* Records supplied *
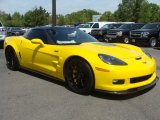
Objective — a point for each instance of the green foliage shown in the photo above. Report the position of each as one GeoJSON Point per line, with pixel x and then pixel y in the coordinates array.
{"type": "Point", "coordinates": [78, 17]}
{"type": "Point", "coordinates": [128, 10]}
{"type": "Point", "coordinates": [107, 16]}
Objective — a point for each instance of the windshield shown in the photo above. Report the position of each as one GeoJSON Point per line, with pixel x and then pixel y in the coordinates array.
{"type": "Point", "coordinates": [69, 36]}
{"type": "Point", "coordinates": [126, 26]}
{"type": "Point", "coordinates": [150, 26]}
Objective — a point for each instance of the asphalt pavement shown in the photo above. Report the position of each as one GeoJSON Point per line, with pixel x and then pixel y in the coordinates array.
{"type": "Point", "coordinates": [28, 96]}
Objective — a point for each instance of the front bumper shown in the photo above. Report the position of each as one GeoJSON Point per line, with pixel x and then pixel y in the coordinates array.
{"type": "Point", "coordinates": [139, 40]}
{"type": "Point", "coordinates": [133, 90]}
{"type": "Point", "coordinates": [98, 36]}
{"type": "Point", "coordinates": [135, 75]}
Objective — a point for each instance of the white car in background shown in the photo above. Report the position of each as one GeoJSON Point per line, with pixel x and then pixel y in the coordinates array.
{"type": "Point", "coordinates": [3, 33]}
{"type": "Point", "coordinates": [93, 25]}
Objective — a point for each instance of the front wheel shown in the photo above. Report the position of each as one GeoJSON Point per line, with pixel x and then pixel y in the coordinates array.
{"type": "Point", "coordinates": [105, 38]}
{"type": "Point", "coordinates": [11, 59]}
{"type": "Point", "coordinates": [153, 42]}
{"type": "Point", "coordinates": [79, 76]}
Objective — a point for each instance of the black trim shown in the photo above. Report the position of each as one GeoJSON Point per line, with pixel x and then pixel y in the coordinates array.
{"type": "Point", "coordinates": [133, 90]}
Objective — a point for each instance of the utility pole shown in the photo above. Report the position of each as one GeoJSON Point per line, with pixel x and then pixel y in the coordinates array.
{"type": "Point", "coordinates": [54, 18]}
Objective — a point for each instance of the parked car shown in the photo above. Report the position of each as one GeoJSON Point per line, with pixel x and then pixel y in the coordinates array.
{"type": "Point", "coordinates": [101, 33]}
{"type": "Point", "coordinates": [148, 34]}
{"type": "Point", "coordinates": [15, 31]}
{"type": "Point", "coordinates": [122, 33]}
{"type": "Point", "coordinates": [78, 59]}
{"type": "Point", "coordinates": [93, 25]}
{"type": "Point", "coordinates": [2, 34]}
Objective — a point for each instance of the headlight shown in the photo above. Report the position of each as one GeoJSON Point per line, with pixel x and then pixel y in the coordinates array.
{"type": "Point", "coordinates": [120, 33]}
{"type": "Point", "coordinates": [145, 34]}
{"type": "Point", "coordinates": [149, 55]}
{"type": "Point", "coordinates": [111, 60]}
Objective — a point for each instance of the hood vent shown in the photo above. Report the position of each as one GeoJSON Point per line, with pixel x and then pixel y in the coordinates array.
{"type": "Point", "coordinates": [138, 58]}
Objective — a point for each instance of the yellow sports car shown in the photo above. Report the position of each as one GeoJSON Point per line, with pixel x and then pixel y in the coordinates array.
{"type": "Point", "coordinates": [81, 61]}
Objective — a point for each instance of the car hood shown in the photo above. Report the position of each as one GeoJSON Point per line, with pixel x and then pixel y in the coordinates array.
{"type": "Point", "coordinates": [122, 51]}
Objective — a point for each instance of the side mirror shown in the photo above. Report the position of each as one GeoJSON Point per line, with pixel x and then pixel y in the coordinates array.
{"type": "Point", "coordinates": [38, 41]}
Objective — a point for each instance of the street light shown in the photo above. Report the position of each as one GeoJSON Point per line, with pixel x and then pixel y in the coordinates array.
{"type": "Point", "coordinates": [54, 13]}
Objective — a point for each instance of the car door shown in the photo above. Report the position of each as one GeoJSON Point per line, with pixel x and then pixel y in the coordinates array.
{"type": "Point", "coordinates": [40, 57]}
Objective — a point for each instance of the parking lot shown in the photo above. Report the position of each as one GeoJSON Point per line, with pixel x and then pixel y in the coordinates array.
{"type": "Point", "coordinates": [28, 96]}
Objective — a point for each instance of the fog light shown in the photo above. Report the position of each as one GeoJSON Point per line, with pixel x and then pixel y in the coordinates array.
{"type": "Point", "coordinates": [120, 81]}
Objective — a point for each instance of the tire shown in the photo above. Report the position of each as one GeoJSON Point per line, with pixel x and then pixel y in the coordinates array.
{"type": "Point", "coordinates": [126, 40]}
{"type": "Point", "coordinates": [79, 76]}
{"type": "Point", "coordinates": [153, 42]}
{"type": "Point", "coordinates": [105, 38]}
{"type": "Point", "coordinates": [11, 59]}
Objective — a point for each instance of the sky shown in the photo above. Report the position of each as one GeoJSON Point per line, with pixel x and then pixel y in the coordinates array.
{"type": "Point", "coordinates": [63, 6]}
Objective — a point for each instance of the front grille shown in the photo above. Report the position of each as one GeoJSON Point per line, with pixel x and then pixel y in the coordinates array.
{"type": "Point", "coordinates": [140, 79]}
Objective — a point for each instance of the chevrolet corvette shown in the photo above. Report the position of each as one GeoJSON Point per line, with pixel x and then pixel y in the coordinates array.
{"type": "Point", "coordinates": [78, 59]}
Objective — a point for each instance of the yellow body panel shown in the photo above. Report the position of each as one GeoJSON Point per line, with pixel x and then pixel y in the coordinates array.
{"type": "Point", "coordinates": [50, 59]}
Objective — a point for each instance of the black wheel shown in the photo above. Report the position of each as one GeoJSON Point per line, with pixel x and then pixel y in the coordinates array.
{"type": "Point", "coordinates": [105, 38]}
{"type": "Point", "coordinates": [126, 40]}
{"type": "Point", "coordinates": [153, 42]}
{"type": "Point", "coordinates": [11, 59]}
{"type": "Point", "coordinates": [79, 76]}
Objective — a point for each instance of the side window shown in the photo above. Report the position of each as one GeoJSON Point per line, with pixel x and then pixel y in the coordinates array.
{"type": "Point", "coordinates": [96, 25]}
{"type": "Point", "coordinates": [37, 33]}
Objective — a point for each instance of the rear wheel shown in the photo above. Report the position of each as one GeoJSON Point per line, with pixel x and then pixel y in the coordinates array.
{"type": "Point", "coordinates": [79, 76]}
{"type": "Point", "coordinates": [153, 42]}
{"type": "Point", "coordinates": [11, 59]}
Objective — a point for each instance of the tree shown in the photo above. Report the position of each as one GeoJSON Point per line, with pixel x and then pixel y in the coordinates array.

* What to do *
Write out the lines from the one containing "Objective — a point for each instance of the side window" up to and including the final line above as a numbered list, leaving out any blank lines.

* Written solution *
1. Objective — a point for each instance of the side window shown in the photo above. Report the position of each as one GeoJSON Point per line, with pixel x and then pixel y in the coordinates array.
2. {"type": "Point", "coordinates": [96, 25]}
3. {"type": "Point", "coordinates": [37, 33]}
4. Objective — a point for each instance of the rear wheel shown in the photo above. Report the position of each as one GeoJSON Point per line, with pixel x and then pixel y in the coordinates array.
5. {"type": "Point", "coordinates": [79, 76]}
6. {"type": "Point", "coordinates": [153, 42]}
7. {"type": "Point", "coordinates": [11, 59]}
8. Objective — a point for each instance of the tree shown in the photo above. Report the position of each as one GeoJSON Point per line, with pixel x and then pixel y in the coordinates array.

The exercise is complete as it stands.